> What you will do
Send back every row below without changing a single character.

> Data shown
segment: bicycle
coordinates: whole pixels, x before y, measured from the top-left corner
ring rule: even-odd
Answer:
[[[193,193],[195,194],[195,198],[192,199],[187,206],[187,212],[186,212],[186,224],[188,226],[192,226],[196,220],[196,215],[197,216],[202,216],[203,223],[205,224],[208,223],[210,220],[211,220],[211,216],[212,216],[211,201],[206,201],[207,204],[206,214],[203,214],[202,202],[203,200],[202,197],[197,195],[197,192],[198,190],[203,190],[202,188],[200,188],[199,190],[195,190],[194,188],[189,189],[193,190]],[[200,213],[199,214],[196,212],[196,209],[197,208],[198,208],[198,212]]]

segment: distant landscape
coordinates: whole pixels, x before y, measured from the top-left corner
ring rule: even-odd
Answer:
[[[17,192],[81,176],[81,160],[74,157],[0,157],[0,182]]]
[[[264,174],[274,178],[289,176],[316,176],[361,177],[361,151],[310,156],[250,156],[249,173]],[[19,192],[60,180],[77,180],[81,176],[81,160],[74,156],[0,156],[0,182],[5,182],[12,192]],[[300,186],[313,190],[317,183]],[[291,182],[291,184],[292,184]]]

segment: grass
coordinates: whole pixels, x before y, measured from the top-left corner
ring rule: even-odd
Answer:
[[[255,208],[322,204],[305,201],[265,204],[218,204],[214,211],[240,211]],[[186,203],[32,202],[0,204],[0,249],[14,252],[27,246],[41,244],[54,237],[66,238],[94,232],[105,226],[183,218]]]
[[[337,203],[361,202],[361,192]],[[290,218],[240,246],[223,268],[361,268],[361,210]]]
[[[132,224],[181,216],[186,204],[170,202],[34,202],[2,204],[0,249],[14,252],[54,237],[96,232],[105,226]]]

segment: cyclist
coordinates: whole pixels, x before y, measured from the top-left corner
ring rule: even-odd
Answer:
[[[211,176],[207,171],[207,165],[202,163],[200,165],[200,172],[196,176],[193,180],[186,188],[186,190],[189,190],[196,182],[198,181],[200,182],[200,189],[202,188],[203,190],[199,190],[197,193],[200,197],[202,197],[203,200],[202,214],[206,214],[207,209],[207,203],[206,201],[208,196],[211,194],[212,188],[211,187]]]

> Response to this exercise
segment: bicycle
coordinates: whole pixels, x before y, measured from the top-left corner
ring rule: even-odd
Answer:
[[[193,193],[195,194],[195,198],[192,199],[187,206],[187,212],[186,212],[186,224],[188,226],[192,226],[196,220],[196,215],[197,216],[202,216],[203,223],[205,224],[208,223],[210,220],[211,220],[211,216],[212,216],[211,201],[206,201],[207,204],[206,214],[203,214],[202,202],[203,200],[202,197],[197,195],[197,192],[198,190],[203,190],[202,188],[200,188],[199,190],[195,190],[194,188],[189,189],[193,190]],[[200,213],[199,214],[196,212],[196,209],[197,208],[198,208],[198,212]]]

segment: distant landscape
coordinates: whole pixels, x before y, measured from the top-left corner
ring rule: even-odd
Answer:
[[[17,192],[81,176],[81,160],[74,157],[0,157],[0,182]]]
[[[264,174],[274,178],[289,176],[316,176],[361,177],[361,151],[310,156],[250,156],[249,173]],[[19,192],[60,180],[77,180],[81,176],[81,160],[74,156],[0,156],[0,182],[5,182],[12,192]],[[300,186],[313,190],[317,183]],[[291,182],[291,184],[292,184]]]

segment: grass
coordinates: whole pixels, x before y, measured from the top-left corner
ring rule: even-odd
Answer:
[[[255,208],[322,204],[305,201],[265,204],[218,204],[214,211],[240,211]],[[186,203],[32,202],[0,204],[0,249],[14,252],[27,246],[41,244],[54,237],[66,238],[94,232],[105,226],[183,218]]]
[[[337,203],[361,202],[361,192]],[[290,218],[240,246],[223,268],[361,268],[361,210]]]
[[[132,224],[181,216],[186,204],[170,202],[34,202],[2,204],[0,249],[14,252],[54,237],[96,232],[105,226]]]

segment: cyclist
coordinates: whole pixels, x before y, measured from the top-left corner
ring rule: even-odd
Answer:
[[[211,176],[207,171],[207,165],[202,163],[200,165],[200,172],[196,176],[193,180],[186,188],[186,190],[189,190],[196,182],[198,181],[200,182],[200,189],[202,188],[203,190],[199,190],[197,193],[200,197],[202,197],[203,200],[202,214],[206,214],[207,209],[207,203],[206,201],[208,196],[211,194],[212,188],[211,187]]]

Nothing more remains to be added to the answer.